**Document section:**
You are pretty much learning to plan a solo dive, making sure that your config is sufficient and you understand that you shouldn’t do a too complicated dive for a solo dive compared to your previous experience.

Therefore all the skills you’ll do are skills you are supposedly familiar with: manipulating valves on a twinset, changing masks, … etc

In my class there was problem solving for the valves: the instructor would show us card to say what happened after you close the isolator valve, for example, one card will say that your SPG is moving down therefore the failure is on the same side than the SPG … etc

It’s important to note that Solo is a SDI class and not TDI, so it’s not only for people who did tech classes.
 
If SDI Solo and PADI Self-Reliant are both taught to their respective standards, they are almost identical, including prerequisites. One big difference is SDI allows a Spare-Air as a redundant gas source, which is silly IMHO. Another difference is SDI has a 2-dive requirement, but PADI requires 3 OW dives, of which the third can be indirectly supervised (actually a solo dive). When I've taught it, I teach the PADI class and offer the students an SDI card also if they want it for any narrow-minded dive sites. The converse is not true; if you teach the SDI class you can't offer a PADI card, because there are more requirements for the PADI card, like the 3rd dive, for example.
 
I did two supervised dives on day one of solo class. Day two was two SOLO dives. Boy, it was kinda freaky diving by myself the first time.
 
One big difference is SDI allows a Spare-Air as a redundant gas source, which is silly IMHO.
Wow, that's shocking. I own a 19cu pony, 2x 6cu, 3cu spare-air, and 1.5 cu spare-air. A few times, I've done some test "dives" at about 15ft or less with fins, and a couple pounds of lead. TLDR, the 1.5cu and 3cu are DANGEROUSLY small, and Spare-Airs themselves suck (regardless of size).

**Tasks to complete:**
1/ Find every line in the entries that contains the string "wooden", matching case exactly, and copy each one.
2/ Take the discussion of solo diving courses further, starting right after its last sentence.

**Extracted records:**
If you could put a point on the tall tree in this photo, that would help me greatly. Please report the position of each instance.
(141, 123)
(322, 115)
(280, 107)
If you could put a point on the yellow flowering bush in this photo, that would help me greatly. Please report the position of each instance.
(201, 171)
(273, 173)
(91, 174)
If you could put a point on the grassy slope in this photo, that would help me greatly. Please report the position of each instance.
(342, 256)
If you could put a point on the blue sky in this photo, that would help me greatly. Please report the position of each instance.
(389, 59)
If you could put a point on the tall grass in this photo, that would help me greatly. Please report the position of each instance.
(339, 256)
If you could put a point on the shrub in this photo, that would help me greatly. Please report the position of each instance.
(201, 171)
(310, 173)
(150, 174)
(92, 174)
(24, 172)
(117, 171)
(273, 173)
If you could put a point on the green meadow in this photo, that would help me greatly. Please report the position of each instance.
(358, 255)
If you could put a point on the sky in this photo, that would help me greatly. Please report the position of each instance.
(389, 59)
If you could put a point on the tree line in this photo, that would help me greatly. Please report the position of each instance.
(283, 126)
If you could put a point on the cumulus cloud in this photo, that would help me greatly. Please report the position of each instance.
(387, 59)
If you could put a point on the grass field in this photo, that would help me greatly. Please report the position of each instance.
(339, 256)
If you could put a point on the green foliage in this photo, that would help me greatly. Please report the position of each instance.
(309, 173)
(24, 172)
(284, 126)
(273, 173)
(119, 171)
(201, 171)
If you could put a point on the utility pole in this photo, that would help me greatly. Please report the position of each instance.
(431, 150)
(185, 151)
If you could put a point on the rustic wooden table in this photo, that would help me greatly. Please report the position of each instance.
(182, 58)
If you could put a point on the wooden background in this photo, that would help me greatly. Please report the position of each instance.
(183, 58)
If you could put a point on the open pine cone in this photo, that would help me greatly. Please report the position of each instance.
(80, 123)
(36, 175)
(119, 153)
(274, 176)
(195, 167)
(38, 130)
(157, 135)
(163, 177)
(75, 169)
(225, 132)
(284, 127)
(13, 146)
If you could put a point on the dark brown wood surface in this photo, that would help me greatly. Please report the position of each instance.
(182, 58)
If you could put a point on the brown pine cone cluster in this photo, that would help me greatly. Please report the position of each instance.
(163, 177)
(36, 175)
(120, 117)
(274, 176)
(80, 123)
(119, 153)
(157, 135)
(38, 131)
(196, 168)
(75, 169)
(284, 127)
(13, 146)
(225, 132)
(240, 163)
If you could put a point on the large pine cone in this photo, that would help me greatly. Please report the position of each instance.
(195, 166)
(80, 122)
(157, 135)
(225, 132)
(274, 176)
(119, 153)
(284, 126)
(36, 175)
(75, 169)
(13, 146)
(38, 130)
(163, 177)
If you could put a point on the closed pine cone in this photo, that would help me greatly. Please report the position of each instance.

**Results for the exercise:**
1/
If you could put a point on the rustic wooden table in this photo, that would help me greatly. Please report the position of each instance.
If you could put a point on the wooden background in this photo, that would help me greatly. Please report the position of each instance.

2/
  • The 1.5 cu Spare Air was barely a few breaths (I didn't count) but it was gone almost instantly, near impossible to breathe, and I'd classify it as dangerous!
  • The 3 cu Spare Air was a few more, but gone shockingly fast. Also VERY difficult to breathe. It might save you from drowning, if you're relatively shallow, and emergency-ascend. I'd suggest nothing is better than 3cu, because it's less stuff to carry, no false-confidence, and by the time you fumble the 3cu pony in your mouth, you could have been half-way to the surface.
  • The 6 cu pony came with "bottle-regs" (1st stage screws into bottle) I replaced the 2nd-stage regulator with a Scubapro G250, tuned it, so it breathes great! During a pool "dive" I observed about 100psi used per-breath, at about 8ft deep. (about 30 breaths at surface?). This is my travel/vacation redundant air-supply (I'd prefer 13cu for travel). At 60ft to 90ft feet, I would look for any nearby diver, and if unavailable, ascend immediately at a safe rate, and based on air-left severely abbreviate or skip the safety-stop.
  • My 19 cu is my primary redundant-supply; I strongly recommend this (or similar) size! Theoretically enough for recreational depths, including safety stop. A near-worst-case of a panicked diver and 130ft, you might have a short or skipped safety stop. This IMO is the ideal size for solo; it's super-convenient and small enough you have no excuse to leave it at home. A 19cu is no worse to carry than a 1.5cu, so I'd suggest skipping smaller sizes unless you travel a lot and maybe et 13cu.
  • My friends who own 30 to 40cu leave their pony-bottles at home. Maybe they're lazy? Maybe that size is inconvenient? Regardless I'd like to try those sizes on a few dives in place of my 19cu, to see how cumbersome they are. (I've been trying to snipe them off Craigslist, but no luck so far)
 
Wow, that's shocking. I own a 19cu pony, 2x 6cu, 3cu spare-air, and 1.5 cu spare-air. A few times, I've done some test "dives" at about 15ft or less with fins, and a couple pounds of lead. TLDR, the 1.5cu and 3cu are DANGEROUSLY small, and Spare-Airs themselves suck (regardless of size).
  • The 1.5 cu Spare Air was barely a few breaths (I didn't count) but it was gone almost instantly, near impossible to breathe, and I'd classify it as dangerous!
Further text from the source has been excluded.